WHAT IS NEEDED: Find each line of the entries below that contains the string "green", and copy every such line in full. Case counts, so match uppercase and lowercase letters precisely.

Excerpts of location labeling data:
======

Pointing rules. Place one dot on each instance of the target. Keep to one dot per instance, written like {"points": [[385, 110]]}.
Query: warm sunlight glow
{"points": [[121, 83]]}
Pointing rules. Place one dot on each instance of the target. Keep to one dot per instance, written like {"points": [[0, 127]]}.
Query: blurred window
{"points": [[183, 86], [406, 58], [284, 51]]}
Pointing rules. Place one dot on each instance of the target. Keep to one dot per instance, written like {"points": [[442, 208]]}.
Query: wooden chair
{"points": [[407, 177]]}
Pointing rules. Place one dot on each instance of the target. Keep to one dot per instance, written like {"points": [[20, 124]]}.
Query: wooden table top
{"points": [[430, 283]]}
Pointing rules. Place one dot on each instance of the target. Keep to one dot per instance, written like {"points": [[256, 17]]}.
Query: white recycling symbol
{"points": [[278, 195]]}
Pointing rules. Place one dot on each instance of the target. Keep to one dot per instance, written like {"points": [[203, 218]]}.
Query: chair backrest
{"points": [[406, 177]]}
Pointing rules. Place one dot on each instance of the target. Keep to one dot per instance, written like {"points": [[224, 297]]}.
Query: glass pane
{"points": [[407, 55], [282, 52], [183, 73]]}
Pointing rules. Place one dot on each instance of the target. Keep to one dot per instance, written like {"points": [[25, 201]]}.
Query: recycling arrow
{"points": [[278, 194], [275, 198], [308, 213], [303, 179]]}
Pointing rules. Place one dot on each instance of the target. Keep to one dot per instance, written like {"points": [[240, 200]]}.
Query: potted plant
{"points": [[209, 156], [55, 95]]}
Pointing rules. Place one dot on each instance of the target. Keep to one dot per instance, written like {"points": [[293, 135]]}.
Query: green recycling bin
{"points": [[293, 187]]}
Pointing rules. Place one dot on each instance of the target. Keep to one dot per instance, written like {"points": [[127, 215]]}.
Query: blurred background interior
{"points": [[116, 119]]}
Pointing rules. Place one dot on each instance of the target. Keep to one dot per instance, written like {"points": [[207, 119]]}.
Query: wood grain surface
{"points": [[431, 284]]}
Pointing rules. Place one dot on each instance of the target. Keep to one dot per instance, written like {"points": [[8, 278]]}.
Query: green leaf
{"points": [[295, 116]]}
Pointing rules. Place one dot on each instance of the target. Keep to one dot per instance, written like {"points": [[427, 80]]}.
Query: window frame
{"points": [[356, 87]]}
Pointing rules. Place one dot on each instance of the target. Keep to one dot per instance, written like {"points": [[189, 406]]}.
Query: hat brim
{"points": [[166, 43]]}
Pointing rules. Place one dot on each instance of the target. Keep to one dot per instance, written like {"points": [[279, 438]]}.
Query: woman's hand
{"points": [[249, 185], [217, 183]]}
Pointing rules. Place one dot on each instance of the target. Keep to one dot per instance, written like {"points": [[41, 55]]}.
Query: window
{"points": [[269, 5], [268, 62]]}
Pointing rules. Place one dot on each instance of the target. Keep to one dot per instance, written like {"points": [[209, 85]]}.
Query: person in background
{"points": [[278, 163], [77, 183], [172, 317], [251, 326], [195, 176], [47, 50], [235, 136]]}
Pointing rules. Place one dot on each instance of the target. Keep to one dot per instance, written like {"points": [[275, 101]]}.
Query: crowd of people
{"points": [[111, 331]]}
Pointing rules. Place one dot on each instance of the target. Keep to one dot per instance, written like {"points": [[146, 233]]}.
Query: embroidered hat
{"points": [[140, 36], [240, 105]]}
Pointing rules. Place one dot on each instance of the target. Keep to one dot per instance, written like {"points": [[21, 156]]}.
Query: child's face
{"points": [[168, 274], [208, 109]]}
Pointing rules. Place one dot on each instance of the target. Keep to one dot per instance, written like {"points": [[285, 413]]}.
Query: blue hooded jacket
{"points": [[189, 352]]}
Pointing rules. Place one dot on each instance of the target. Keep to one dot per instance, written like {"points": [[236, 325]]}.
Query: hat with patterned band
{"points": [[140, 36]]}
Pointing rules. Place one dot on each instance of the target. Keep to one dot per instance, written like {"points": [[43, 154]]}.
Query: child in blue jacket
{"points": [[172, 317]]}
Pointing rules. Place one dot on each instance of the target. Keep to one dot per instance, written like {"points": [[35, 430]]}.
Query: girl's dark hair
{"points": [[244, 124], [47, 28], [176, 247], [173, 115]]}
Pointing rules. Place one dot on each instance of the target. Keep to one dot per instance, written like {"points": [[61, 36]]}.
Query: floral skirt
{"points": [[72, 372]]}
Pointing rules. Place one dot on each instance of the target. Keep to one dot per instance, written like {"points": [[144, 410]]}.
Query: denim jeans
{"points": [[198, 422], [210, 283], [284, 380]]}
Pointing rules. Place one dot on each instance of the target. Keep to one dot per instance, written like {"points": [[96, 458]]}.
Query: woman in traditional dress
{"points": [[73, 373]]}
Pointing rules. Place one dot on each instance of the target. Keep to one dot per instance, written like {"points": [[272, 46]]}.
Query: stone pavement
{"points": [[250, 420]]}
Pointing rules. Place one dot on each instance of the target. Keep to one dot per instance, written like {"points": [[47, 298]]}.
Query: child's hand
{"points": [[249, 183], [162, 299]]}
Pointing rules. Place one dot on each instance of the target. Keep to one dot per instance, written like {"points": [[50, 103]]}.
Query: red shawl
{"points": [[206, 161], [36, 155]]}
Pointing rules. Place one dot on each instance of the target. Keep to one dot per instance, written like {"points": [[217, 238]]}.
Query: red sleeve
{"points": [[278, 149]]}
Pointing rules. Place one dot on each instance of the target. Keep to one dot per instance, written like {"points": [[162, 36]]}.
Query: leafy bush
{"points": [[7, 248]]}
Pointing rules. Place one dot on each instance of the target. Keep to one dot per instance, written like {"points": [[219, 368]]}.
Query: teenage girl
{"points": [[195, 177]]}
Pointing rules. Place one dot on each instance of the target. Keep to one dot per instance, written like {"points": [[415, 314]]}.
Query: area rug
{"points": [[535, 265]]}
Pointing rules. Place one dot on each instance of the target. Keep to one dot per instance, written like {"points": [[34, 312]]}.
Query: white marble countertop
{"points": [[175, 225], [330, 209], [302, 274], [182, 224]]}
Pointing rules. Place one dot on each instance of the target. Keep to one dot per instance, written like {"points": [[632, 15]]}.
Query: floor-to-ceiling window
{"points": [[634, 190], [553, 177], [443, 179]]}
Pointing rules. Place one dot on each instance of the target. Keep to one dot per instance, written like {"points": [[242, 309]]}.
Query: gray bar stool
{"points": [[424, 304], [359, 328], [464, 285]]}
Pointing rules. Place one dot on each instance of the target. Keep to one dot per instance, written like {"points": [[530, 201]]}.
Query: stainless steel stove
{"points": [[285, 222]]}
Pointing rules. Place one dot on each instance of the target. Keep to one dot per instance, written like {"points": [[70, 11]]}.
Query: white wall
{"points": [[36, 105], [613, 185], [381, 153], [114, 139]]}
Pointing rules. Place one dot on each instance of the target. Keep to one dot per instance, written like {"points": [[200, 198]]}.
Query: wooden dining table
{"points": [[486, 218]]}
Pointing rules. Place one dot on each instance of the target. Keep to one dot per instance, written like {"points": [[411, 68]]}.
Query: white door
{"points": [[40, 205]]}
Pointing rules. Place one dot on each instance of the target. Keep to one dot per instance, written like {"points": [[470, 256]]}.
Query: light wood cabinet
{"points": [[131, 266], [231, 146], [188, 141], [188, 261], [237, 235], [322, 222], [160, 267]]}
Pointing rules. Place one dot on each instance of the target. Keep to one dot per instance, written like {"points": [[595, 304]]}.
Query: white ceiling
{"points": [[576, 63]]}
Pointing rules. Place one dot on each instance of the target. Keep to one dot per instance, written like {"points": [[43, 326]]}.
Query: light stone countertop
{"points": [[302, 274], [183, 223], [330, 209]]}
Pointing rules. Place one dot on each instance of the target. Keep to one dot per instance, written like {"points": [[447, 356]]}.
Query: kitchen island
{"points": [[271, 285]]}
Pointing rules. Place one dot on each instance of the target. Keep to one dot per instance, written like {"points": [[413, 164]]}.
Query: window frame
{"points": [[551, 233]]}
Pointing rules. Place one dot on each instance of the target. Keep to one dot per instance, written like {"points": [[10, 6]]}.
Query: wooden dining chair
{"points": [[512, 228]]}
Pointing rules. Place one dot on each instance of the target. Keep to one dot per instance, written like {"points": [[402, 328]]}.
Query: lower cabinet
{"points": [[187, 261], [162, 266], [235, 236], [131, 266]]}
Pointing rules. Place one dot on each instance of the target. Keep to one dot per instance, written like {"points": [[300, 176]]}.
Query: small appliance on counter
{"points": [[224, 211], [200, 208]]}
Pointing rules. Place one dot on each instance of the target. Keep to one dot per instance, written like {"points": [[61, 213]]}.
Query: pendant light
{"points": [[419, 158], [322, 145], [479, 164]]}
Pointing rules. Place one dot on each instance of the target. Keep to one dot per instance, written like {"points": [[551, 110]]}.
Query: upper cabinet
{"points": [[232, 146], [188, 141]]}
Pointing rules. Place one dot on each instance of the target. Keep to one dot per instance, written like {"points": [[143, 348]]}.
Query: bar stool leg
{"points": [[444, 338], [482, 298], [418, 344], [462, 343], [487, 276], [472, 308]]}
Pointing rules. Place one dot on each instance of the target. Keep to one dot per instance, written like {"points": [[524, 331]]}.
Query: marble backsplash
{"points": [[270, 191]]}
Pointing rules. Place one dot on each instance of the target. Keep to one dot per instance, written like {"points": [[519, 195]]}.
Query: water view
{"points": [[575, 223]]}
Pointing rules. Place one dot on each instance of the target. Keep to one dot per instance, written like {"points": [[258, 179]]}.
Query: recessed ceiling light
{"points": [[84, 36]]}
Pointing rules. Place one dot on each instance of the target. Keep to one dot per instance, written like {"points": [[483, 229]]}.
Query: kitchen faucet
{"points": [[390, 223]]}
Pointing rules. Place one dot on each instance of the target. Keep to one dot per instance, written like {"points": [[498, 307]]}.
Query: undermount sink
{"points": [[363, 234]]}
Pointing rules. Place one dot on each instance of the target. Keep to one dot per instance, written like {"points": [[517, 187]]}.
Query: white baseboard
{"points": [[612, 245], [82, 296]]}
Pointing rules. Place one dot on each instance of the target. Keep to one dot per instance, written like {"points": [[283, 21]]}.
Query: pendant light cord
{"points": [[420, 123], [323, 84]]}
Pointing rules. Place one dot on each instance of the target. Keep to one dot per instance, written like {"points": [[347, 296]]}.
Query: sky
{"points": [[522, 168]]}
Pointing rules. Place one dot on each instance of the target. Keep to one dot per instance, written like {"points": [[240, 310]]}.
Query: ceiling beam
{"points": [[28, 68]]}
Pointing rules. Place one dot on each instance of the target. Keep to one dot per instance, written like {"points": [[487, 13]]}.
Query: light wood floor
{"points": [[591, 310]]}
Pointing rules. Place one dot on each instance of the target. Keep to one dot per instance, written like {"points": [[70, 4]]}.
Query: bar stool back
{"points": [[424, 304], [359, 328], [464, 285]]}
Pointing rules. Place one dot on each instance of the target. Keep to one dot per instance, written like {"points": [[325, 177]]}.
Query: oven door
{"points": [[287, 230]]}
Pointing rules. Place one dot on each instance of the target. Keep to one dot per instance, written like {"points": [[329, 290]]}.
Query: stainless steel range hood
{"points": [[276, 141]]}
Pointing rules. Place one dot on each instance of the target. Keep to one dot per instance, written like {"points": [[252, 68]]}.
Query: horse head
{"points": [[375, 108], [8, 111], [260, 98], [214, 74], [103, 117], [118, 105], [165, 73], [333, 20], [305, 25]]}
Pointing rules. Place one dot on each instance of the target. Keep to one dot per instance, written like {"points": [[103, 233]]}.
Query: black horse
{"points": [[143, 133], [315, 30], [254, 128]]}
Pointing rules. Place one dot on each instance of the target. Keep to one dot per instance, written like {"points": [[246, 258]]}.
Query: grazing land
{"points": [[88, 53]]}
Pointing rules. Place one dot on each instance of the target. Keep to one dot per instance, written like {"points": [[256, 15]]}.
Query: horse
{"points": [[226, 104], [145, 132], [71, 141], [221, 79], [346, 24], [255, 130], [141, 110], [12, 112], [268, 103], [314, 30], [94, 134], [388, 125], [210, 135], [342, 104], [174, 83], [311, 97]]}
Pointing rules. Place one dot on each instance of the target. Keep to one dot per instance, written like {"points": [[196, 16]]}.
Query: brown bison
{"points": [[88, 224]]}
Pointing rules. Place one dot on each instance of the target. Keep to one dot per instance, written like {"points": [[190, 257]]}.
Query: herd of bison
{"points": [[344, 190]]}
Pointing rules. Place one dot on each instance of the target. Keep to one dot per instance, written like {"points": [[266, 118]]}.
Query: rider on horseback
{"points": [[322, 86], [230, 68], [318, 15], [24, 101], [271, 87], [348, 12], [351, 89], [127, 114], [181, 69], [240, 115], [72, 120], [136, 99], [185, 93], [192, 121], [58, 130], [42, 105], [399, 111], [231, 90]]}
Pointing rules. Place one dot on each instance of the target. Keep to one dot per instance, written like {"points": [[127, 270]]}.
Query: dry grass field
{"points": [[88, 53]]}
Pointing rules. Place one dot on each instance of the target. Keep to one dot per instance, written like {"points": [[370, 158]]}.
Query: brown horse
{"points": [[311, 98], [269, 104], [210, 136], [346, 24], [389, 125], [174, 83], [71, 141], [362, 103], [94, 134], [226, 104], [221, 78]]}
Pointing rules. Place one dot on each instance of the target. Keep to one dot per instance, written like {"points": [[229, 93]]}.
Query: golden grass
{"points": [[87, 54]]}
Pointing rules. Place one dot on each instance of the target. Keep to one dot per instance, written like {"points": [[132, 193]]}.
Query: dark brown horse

======

TASK ANSWER:
Query: green recycling bin
Query: green leaf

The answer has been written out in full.